→ Task directions: Within the entries below, find every line that has the string "wrought", then copy it.

• • •

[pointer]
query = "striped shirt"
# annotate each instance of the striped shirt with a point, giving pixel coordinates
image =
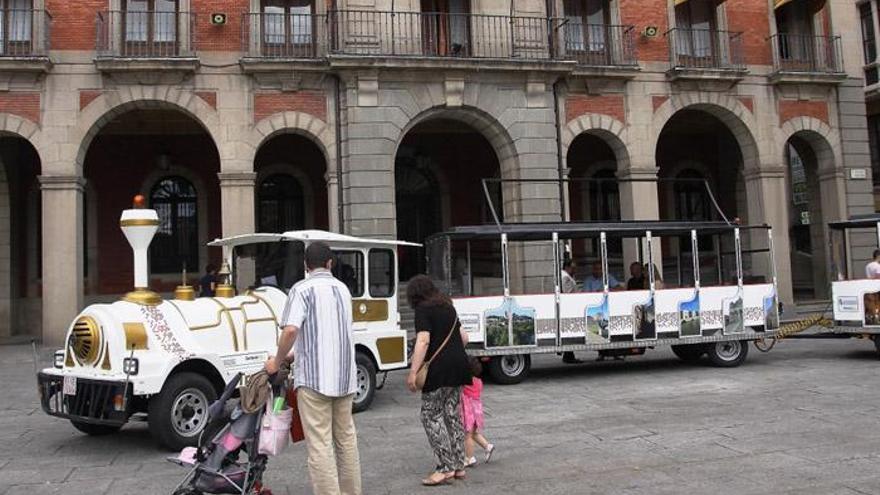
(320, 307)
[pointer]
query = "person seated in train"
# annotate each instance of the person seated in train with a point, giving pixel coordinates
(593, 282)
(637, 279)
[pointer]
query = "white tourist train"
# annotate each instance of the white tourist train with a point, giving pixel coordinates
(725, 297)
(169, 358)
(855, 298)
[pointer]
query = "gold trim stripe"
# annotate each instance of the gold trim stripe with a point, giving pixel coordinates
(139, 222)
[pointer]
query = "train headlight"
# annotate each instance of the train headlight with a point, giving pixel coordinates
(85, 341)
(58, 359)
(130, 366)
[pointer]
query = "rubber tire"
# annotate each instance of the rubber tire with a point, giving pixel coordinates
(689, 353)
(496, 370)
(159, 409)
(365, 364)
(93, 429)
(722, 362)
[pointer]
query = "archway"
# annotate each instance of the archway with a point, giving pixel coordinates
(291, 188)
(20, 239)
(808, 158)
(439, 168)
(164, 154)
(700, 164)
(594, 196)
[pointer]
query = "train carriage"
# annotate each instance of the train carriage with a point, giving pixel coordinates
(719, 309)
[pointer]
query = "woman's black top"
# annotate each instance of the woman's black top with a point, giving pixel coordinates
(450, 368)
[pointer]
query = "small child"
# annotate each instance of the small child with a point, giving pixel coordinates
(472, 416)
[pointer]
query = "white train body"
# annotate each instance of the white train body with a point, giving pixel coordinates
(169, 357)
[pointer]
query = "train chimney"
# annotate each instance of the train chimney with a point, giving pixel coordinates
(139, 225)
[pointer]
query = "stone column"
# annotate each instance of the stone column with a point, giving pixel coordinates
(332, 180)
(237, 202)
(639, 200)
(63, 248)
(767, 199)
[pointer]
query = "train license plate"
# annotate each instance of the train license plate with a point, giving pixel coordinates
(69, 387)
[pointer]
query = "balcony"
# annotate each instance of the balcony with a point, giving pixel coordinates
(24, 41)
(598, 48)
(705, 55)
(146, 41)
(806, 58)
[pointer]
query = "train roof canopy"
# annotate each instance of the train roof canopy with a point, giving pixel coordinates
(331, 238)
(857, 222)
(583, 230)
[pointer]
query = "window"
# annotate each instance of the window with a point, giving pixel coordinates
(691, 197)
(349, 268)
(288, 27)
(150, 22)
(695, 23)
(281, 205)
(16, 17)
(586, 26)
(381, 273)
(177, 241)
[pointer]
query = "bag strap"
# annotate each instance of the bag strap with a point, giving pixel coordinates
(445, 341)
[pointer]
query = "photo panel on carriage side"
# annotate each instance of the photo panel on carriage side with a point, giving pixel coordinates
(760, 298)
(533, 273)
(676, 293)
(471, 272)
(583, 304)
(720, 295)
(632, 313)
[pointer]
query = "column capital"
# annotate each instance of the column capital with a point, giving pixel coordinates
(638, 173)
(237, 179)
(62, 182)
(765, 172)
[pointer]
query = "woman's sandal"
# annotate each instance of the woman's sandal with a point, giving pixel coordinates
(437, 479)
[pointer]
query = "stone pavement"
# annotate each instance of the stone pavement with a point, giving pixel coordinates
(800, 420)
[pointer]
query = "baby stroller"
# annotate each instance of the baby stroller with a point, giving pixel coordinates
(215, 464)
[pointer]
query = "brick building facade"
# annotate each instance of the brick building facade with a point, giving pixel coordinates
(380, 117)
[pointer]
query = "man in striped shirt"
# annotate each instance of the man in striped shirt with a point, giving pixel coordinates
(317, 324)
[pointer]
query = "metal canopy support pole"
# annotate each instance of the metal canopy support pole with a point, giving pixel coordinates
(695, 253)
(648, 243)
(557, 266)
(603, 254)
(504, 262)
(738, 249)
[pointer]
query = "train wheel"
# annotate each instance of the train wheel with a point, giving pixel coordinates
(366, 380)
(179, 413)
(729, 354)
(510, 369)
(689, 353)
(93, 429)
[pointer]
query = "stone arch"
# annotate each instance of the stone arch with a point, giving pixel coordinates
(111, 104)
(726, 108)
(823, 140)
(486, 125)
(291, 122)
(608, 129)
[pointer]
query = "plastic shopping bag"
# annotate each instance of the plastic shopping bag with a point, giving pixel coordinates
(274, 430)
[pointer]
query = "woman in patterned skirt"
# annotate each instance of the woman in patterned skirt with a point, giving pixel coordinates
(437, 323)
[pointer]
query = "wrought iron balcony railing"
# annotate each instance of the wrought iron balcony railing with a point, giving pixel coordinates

• • •

→ Reply:
query = "wrought iron balcony railing"
# annotate each instance of the wrought iron balcony railing with a point, giving pixel coordinates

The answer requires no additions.